You say you want a revolution? Be careful what you wish for. You may find a greater autonomy—much as an interactive slideshow in the museum's lobby lets you flip through over three thousand more images, as Unwavering Vision. Then again, you may find yourself trapped in a world of Facebook and Instagram, unable to look up from your phone. You may find yourself, too, judging by the show's themes, a stereotypic East Coast liberal, too, caring more about identity politics than economic or political change. Then again, you may find yourself dying to set aside social media in order to march.
Does it even make sense to speak of perpetual revolution? V. I. Lenin's promise of a "permanent revolution" in Russia did not work out so well either. Then, too, surely a perpetual revolution would take time, starting in the past. For "Public, Private, Secret," ICP's opening in its new location on the Bowery, it integrated surveillance footage with its collection—to boast of an older institution's relevance for a new generation. Here its images pay little attention to traditional sources. Even the walls for photos, hung Salon style with captions off to the side, amount to photo-collage.
Photography has had a greater role in political change than appears here. A room for refugee crises could have extended to Alfred Stieglitz's The Steerage, the Middle East of Stephen Shore or "This Place" in Brooklyn, and the dying in "Insecurities" at MoMA. The prison population as seen by Danny Lyon anticipates Black Lives Matter and then some. Gender fluidity has occupied photography from Hans Bellmer to Cindy Sherman and beyond. Somehow a brilliant show has a short attention span. Trump might feel right at home.
Close in on a runner—with the pain etched in his eyes, the sweat on his bare arms, his body close to collapse, and the finish line nowhere in sight. And then a supporting arm lays across his shoulder and a smile breaks across his face. He has given everything, and he has won. Not everyone is so lucky in a film collage by Arthur Jafa. Its seven terrifying and exhilarating minutes include repeated humiliation by police and at least one fatal shooting. They dare anyone, of any race, to stand apart from black America.
Here black lives do not just come to an untimely end. They also give it their all, create, and matter. Jafa cuts rapidly between athletes, musicians, community leaders, and celebrations. He lingers longest, though, on heavily armed troops running forward and on men and women reduced to holding up their hands, walking backward, pleading, or in fetal position on the ground. His very title commands respect but promises nothing: Love Is the Message, the Message Is Death.
You will not recognize them all, not at this pace, although you will almost certainly try. They bring joyful noises and silent presences. The very familiarity of Jimi Hendrix, Miles Davis, James Brown, Martin Luther King, Jr., or President Obama makes the confrontations with police all the more painful and anonymous. Artful cuts turn on parallel poses and gestures not for their particular meaning or irony, but to unite them in their rhythm. On the soundtrack, Kanye West does much the same with his repeated lyrics: "we are an ultralight beam."

#### [DATA SEGMENT]
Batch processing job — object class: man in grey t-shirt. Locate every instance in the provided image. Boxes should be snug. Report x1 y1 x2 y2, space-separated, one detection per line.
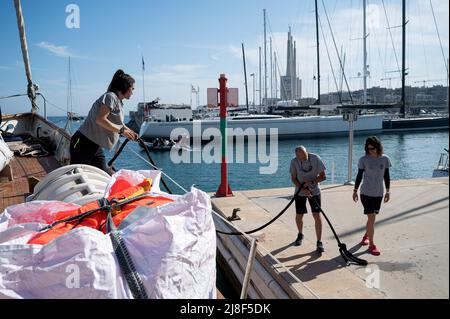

#### [PROBLEM 1]
Condense the paragraph of the exhibition review that begins "Close in on a runner" while keeping its main facts.
#### [PROBLEM 2]
Repeat the passage of the exhibition review between "Close in on" and "from black America.", inclusive.
#### [PROBLEM 3]
Go on with the exhibition review, picking up after its final sentence.
The material comes from a source separate from the exhibition review.

#### [EXERCISE OUTPUT 1]
A runner near collapse, far from the finish line, feels a supporting arm across his shoulder, smiles, and wins after giving everything. Arthur Jafa's film collage shows people who are less fortunate. Its seven terrifying and exhilarating minutes include repeated police humiliation and at least one fatal shooting, and they dare anyone of any race to stand apart from black America.

#### [EXERCISE OUTPUT 2]
Close in on a runner—with the pain etched in his eyes, the sweat on his bare arms, his body close to collapse, and the finish line nowhere in sight. And then a supporting arm lays across his shoulder and a smile breaks across his face. He has given everything, and he has won. Not everyone is so lucky in a film collage by Arthur Jafa. Its seven terrifying and exhilarating minutes include repeated humiliation by police and at least one fatal shooting. They dare anyone, of any race, to stand apart from black America.

#### [EXERCISE OUTPUT 3]
Political art has a heavy burden. It has not just to keep up with the headlines, but also to match their impact. I felt mostly disappointment with paintings on the theme of black lives matter at the Studio Museum in Harlem—or even with Carrie Mae Weems in Chelsea. She overlays colored circles on the face of police victims to emphasize the erasure of their identities and their lives, but I found the photos polished and distancing. Still, most often the news, too, can evoke anger and outrage, but not anguish or fear. Jafa can and does.
He does so through the public face of African American experience. He relies on found footage of iconic figures, public places, and epic moments. He leaves intact TV station logos and countdown seconds. Exit the gallery's new Harlem location, and ordinary people may come as a relief or a shock. One might even wonder whether Jafa is making a point of how the media reduce black lives to the equivalent of album covers for greatest hits. Perhaps, I thought for a moment, he sees something similar but more deadly in police profiling.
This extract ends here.